[[ The data open ]]

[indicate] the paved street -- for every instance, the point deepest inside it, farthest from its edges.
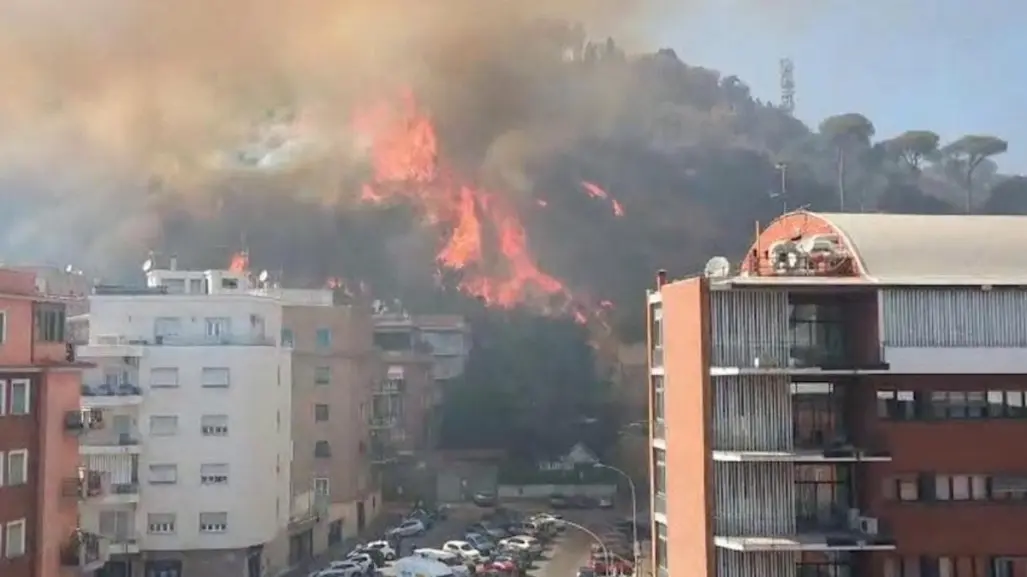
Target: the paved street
(567, 553)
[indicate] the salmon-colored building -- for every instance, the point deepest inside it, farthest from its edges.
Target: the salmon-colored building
(850, 400)
(40, 485)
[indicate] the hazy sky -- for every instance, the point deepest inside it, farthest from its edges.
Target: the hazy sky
(952, 66)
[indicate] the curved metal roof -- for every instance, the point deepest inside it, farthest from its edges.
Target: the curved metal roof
(936, 248)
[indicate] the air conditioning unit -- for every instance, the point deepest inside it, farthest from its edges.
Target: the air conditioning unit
(868, 526)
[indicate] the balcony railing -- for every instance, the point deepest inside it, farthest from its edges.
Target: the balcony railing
(384, 422)
(658, 429)
(111, 390)
(787, 354)
(659, 503)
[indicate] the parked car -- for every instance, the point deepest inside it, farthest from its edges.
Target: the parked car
(523, 542)
(366, 561)
(455, 563)
(485, 499)
(409, 528)
(382, 546)
(464, 549)
(484, 545)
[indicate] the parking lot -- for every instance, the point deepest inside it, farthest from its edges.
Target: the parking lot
(562, 558)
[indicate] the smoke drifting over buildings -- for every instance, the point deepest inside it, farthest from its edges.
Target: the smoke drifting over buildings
(138, 124)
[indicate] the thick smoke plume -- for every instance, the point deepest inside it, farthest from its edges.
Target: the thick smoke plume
(122, 120)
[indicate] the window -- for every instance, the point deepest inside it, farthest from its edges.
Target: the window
(160, 524)
(1009, 488)
(661, 547)
(15, 539)
(322, 375)
(902, 488)
(214, 523)
(166, 327)
(17, 467)
(320, 413)
(218, 327)
(163, 377)
(214, 473)
(321, 487)
(897, 405)
(163, 474)
(163, 425)
(20, 397)
(322, 450)
(215, 378)
(214, 425)
(49, 322)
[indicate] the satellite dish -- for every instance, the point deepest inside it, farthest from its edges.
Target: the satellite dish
(717, 267)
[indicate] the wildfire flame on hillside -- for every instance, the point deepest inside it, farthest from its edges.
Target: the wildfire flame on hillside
(405, 156)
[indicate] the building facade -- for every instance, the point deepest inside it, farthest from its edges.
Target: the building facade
(186, 445)
(845, 402)
(335, 370)
(39, 477)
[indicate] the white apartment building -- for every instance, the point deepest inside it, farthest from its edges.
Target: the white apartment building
(188, 444)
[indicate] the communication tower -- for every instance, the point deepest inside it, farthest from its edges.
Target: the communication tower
(788, 85)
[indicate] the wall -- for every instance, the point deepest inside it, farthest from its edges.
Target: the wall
(689, 466)
(58, 513)
(132, 316)
(354, 370)
(258, 445)
(949, 447)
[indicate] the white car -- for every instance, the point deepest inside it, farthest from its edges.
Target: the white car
(524, 543)
(366, 562)
(464, 549)
(454, 563)
(387, 551)
(343, 569)
(409, 528)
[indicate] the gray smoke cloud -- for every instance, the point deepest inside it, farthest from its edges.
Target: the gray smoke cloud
(120, 113)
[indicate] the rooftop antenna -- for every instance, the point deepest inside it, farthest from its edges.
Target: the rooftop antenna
(788, 85)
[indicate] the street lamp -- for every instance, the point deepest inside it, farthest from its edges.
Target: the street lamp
(606, 552)
(635, 506)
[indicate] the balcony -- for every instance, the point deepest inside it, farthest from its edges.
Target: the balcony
(85, 551)
(106, 395)
(819, 527)
(107, 441)
(388, 422)
(659, 503)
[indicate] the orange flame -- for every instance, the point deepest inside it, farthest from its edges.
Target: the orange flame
(595, 191)
(407, 167)
(239, 262)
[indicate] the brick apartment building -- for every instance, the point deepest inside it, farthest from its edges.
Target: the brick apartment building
(846, 402)
(39, 477)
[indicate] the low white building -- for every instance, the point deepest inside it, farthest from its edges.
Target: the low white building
(187, 450)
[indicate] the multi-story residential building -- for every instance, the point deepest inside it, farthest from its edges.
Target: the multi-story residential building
(421, 355)
(845, 402)
(335, 369)
(39, 476)
(187, 441)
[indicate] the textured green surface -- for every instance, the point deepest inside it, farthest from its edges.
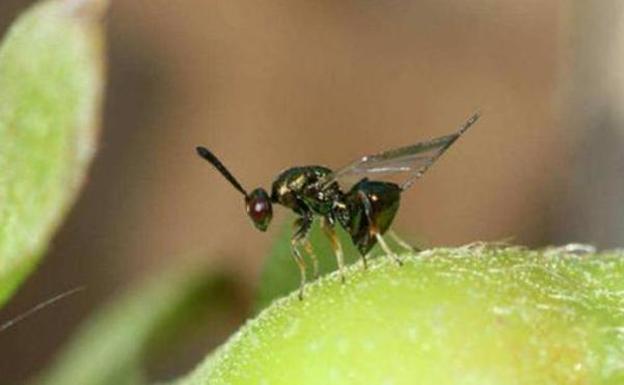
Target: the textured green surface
(473, 315)
(111, 347)
(50, 84)
(280, 275)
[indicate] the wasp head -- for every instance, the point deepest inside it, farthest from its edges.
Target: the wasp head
(259, 209)
(257, 203)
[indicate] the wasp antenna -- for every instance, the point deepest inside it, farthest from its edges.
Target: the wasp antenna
(468, 123)
(210, 157)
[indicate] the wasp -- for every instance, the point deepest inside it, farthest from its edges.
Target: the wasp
(365, 210)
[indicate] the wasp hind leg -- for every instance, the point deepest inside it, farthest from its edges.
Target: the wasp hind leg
(302, 226)
(330, 231)
(374, 230)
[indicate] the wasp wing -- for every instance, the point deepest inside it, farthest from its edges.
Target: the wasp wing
(410, 161)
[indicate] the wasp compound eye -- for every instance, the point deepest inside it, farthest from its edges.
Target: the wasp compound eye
(259, 208)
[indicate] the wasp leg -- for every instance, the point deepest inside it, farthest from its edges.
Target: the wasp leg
(329, 230)
(374, 231)
(310, 250)
(303, 227)
(402, 242)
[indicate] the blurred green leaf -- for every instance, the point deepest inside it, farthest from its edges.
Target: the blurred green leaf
(110, 347)
(280, 275)
(471, 315)
(50, 90)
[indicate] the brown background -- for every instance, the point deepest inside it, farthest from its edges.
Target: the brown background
(273, 84)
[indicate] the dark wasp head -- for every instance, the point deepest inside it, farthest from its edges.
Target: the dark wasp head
(257, 203)
(259, 209)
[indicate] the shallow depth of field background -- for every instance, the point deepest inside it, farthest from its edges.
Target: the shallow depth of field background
(281, 83)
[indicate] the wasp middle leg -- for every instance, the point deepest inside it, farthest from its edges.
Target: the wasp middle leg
(328, 227)
(302, 226)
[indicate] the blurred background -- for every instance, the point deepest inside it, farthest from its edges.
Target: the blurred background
(283, 83)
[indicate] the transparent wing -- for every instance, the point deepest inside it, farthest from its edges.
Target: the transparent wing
(409, 162)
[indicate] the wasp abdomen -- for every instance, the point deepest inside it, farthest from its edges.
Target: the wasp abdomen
(375, 215)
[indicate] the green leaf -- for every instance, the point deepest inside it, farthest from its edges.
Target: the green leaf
(473, 315)
(110, 347)
(50, 90)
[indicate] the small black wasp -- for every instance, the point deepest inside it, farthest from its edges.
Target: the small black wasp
(366, 210)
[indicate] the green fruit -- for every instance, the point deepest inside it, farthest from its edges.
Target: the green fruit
(474, 315)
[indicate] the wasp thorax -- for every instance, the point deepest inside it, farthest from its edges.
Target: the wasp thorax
(259, 209)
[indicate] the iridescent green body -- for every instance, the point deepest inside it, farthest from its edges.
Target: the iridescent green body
(366, 210)
(298, 189)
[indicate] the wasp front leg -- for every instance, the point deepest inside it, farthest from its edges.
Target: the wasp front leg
(328, 227)
(302, 226)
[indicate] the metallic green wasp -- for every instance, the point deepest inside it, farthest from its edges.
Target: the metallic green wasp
(366, 209)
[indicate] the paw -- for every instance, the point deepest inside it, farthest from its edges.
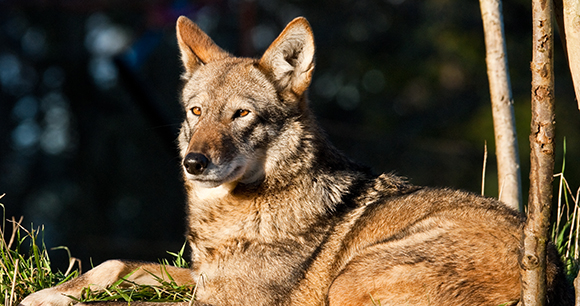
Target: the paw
(47, 297)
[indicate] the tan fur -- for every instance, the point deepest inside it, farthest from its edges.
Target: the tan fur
(278, 216)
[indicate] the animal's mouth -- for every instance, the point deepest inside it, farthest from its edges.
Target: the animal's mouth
(215, 176)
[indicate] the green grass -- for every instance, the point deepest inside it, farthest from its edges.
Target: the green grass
(25, 268)
(24, 264)
(565, 228)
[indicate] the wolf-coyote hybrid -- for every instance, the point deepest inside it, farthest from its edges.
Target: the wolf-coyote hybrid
(278, 216)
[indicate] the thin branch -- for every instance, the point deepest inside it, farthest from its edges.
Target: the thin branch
(506, 148)
(535, 233)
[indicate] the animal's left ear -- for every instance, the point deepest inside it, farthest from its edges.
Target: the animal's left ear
(290, 58)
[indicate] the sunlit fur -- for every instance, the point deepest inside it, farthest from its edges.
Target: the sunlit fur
(278, 216)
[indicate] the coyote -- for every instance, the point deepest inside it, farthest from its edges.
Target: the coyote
(278, 216)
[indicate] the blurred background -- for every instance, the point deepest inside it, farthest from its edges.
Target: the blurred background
(89, 104)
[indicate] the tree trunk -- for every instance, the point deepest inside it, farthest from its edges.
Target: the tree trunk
(535, 234)
(571, 9)
(506, 148)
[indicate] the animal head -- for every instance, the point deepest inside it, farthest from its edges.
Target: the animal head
(238, 110)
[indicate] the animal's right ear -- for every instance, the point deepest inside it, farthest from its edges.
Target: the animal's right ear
(196, 47)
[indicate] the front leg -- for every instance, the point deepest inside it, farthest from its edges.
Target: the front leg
(104, 275)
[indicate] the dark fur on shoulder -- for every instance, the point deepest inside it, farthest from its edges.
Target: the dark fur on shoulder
(278, 216)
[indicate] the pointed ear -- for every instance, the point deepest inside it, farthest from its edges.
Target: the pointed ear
(290, 58)
(196, 47)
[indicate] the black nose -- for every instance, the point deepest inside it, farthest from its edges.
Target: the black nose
(195, 163)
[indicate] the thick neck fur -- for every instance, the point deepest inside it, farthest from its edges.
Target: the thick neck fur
(306, 181)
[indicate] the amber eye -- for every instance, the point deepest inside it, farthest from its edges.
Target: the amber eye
(196, 111)
(241, 113)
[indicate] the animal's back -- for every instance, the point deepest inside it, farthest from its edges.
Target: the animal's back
(434, 247)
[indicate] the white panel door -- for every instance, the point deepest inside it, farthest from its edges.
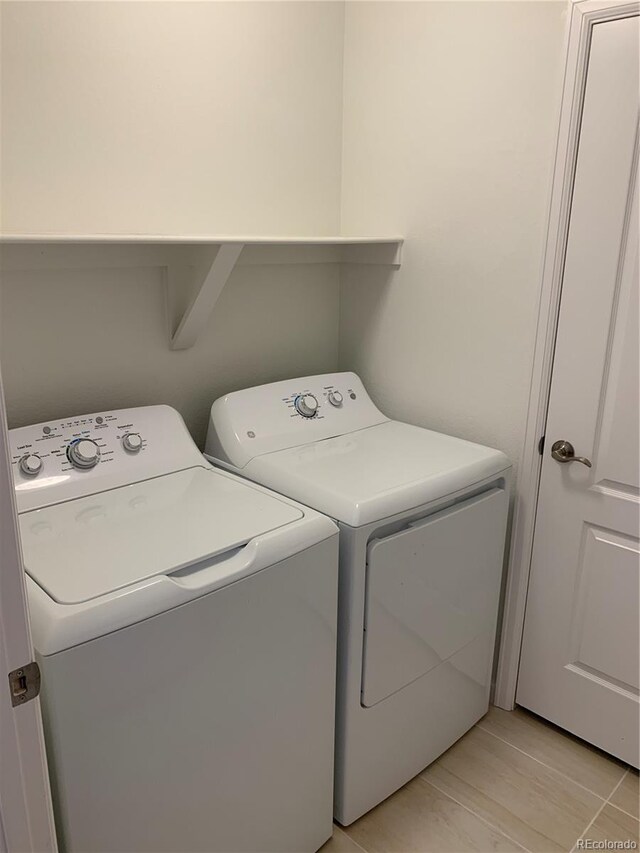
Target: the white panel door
(579, 664)
(26, 818)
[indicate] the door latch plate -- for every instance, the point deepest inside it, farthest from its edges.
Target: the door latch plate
(24, 683)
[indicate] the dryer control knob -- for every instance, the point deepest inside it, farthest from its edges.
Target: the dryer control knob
(30, 464)
(83, 453)
(306, 405)
(132, 442)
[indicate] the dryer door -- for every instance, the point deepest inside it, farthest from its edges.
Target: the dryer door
(432, 589)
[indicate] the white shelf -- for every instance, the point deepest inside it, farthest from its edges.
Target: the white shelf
(187, 239)
(199, 264)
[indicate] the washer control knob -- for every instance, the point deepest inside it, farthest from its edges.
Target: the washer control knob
(83, 453)
(30, 464)
(306, 405)
(132, 442)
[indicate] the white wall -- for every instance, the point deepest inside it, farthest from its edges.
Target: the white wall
(171, 117)
(166, 117)
(450, 114)
(228, 117)
(74, 341)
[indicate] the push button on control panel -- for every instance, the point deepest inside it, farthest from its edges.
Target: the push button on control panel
(132, 442)
(83, 453)
(306, 405)
(30, 464)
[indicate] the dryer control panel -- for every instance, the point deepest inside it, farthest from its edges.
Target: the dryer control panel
(70, 457)
(249, 423)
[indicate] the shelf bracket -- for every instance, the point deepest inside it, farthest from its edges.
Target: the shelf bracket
(211, 280)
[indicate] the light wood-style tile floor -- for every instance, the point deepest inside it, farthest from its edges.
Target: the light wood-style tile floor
(512, 783)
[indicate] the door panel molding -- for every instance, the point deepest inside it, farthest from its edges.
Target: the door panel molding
(583, 16)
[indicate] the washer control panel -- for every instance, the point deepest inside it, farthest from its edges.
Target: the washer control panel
(69, 457)
(286, 414)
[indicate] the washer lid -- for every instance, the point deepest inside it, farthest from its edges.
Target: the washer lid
(374, 473)
(94, 545)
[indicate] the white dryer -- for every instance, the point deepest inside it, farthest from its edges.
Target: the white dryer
(422, 520)
(185, 626)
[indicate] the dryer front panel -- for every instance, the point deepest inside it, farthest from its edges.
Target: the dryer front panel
(432, 589)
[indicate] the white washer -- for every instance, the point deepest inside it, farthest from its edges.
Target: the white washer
(185, 625)
(422, 518)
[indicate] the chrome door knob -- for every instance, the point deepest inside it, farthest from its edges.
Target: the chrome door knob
(562, 451)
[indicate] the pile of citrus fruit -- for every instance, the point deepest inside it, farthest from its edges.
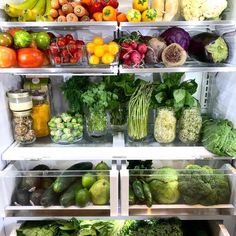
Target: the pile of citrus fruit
(100, 52)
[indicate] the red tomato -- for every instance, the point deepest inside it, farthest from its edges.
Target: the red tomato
(7, 57)
(30, 57)
(12, 31)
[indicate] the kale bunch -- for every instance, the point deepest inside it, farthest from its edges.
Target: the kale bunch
(162, 227)
(219, 137)
(204, 185)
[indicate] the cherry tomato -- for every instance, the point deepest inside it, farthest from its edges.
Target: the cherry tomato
(30, 57)
(7, 57)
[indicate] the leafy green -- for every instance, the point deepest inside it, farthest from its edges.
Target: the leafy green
(219, 137)
(204, 185)
(161, 227)
(174, 93)
(72, 89)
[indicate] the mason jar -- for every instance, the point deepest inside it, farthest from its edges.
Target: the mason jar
(19, 100)
(165, 125)
(40, 114)
(190, 124)
(23, 127)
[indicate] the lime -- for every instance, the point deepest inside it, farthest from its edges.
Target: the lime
(42, 40)
(88, 180)
(82, 197)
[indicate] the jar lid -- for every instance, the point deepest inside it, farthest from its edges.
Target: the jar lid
(20, 93)
(22, 113)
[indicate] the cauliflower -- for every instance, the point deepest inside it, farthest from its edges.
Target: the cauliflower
(202, 9)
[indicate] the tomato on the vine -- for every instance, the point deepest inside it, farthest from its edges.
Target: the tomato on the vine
(7, 57)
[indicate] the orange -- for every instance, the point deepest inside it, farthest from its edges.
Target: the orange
(107, 58)
(98, 40)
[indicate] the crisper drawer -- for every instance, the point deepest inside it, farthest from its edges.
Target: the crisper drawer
(60, 188)
(178, 188)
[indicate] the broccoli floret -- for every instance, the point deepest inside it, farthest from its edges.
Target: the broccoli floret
(204, 185)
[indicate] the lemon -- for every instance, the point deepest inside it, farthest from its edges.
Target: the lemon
(113, 48)
(90, 47)
(98, 40)
(107, 58)
(94, 60)
(99, 50)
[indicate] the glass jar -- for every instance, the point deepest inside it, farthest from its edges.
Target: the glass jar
(96, 123)
(19, 100)
(190, 125)
(40, 114)
(23, 127)
(165, 125)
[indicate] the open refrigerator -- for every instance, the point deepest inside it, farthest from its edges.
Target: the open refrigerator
(216, 94)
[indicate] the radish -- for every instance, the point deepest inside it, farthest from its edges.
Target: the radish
(133, 44)
(142, 48)
(124, 55)
(136, 57)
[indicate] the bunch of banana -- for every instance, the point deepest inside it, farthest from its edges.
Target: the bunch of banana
(30, 10)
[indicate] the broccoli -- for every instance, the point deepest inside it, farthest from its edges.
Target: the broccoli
(162, 227)
(203, 185)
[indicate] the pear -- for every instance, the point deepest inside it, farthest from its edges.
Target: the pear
(100, 192)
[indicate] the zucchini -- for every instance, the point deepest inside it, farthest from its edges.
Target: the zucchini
(62, 183)
(49, 197)
(68, 197)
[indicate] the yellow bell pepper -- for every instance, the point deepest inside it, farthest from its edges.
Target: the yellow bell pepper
(140, 5)
(134, 15)
(150, 15)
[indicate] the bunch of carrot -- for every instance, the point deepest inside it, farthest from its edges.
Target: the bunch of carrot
(68, 11)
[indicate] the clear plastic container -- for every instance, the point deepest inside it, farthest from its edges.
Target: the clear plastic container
(190, 125)
(40, 114)
(165, 125)
(19, 100)
(23, 127)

[[ The data closed ]]

◆ Problem description ◆
In the listing above, find the line containing "[indicate] the lime" and the line containing "[indicate] the broccoli floret". Output them and every line between, exactly, and nothing else.

◆ Task response ◆
[indicate] the lime -- for every instance, the point deepest inside it, farthest from its edges.
Target: the lime
(42, 40)
(88, 180)
(82, 197)
[indicate] the jar lid -- for every instance, the point deepest inside it, farthest from its edges.
Target: the jar lid
(20, 93)
(22, 113)
[indicate] the cauliflower -- for every instance, the point deepest inside it, farthest from its edges.
Target: the cauliflower
(202, 9)
[indicate] the tomato on the vine -- for every instance, the point deepest inside it, farthest from its edges.
Target: the tomato on the vine
(7, 57)
[indicate] the orange -- for every instance, the point deepest inside it, farthest from its edges.
Target: the orange
(107, 58)
(98, 40)
[indicate] the crisper drawer -- for every instance, the point deepest inside it, farthest from its edges.
Target: the crisper drawer
(60, 188)
(178, 188)
[indicate] the broccoli floret -- for every instance, the point deepest inside it, farthest from its edges.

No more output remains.